# Problem statement:
Copy out word for word the lines of the records below, from the line holding "Return one point for each instance of the church doorway." through the end of the records, inclusive.

** START Available records **

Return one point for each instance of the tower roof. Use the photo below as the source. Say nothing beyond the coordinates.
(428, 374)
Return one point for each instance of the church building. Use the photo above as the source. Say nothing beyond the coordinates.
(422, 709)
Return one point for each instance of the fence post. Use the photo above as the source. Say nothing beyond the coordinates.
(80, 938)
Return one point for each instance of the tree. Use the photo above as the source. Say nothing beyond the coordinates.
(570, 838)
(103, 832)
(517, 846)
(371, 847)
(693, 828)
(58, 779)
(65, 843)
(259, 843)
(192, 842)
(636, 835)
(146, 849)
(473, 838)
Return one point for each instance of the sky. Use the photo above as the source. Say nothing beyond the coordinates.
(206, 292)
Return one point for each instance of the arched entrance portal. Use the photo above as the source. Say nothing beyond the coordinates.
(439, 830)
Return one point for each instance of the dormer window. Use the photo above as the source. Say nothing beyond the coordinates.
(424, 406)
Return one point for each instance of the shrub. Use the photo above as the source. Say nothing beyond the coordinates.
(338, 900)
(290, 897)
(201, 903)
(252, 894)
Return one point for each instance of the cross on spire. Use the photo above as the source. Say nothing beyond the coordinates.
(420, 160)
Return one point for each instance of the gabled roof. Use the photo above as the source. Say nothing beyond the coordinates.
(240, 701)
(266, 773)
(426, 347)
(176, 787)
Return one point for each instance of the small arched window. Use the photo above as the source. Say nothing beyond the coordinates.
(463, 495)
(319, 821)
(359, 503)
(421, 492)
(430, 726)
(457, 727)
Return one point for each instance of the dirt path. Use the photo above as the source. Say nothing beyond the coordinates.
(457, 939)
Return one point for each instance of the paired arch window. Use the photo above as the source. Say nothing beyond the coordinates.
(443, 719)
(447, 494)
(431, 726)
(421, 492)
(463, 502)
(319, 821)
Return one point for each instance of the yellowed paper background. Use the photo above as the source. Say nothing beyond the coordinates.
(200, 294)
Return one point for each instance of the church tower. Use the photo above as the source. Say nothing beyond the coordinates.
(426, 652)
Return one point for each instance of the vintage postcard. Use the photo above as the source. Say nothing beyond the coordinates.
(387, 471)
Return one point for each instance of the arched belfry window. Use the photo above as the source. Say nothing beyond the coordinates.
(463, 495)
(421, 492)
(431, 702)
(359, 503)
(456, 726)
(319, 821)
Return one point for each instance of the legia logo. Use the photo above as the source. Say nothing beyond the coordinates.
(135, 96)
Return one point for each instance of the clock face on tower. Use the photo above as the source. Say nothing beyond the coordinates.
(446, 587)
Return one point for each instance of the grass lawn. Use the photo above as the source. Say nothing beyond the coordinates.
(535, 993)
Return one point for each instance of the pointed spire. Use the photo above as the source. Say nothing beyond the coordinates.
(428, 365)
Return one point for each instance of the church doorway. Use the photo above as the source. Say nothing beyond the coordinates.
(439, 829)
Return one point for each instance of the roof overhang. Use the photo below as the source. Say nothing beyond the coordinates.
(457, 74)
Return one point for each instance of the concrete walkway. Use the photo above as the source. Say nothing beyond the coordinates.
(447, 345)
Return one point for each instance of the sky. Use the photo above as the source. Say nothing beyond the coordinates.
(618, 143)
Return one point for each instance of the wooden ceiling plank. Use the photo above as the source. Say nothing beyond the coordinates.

** END Available records **

# The response:
Return one point for each instance of the church doorway. Use the photo above as the source. Say nothing beyond the coordinates.
(439, 829)
Return one point for each instance of the roof overhang. Use the photo below as the source. Say nothing beyond the coordinates.
(457, 74)
Return one point for each instance of the concrete walkway. Use the photo above as the source. Say nothing beyond the coordinates.
(447, 345)
Return one point for each instance of the sky. Use the photo above as the source. Say nothing beyond the coordinates.
(618, 143)
Return one point for each instance of the wooden ceiling plank. Use the photo above as the source. Say nothing beyond the coordinates.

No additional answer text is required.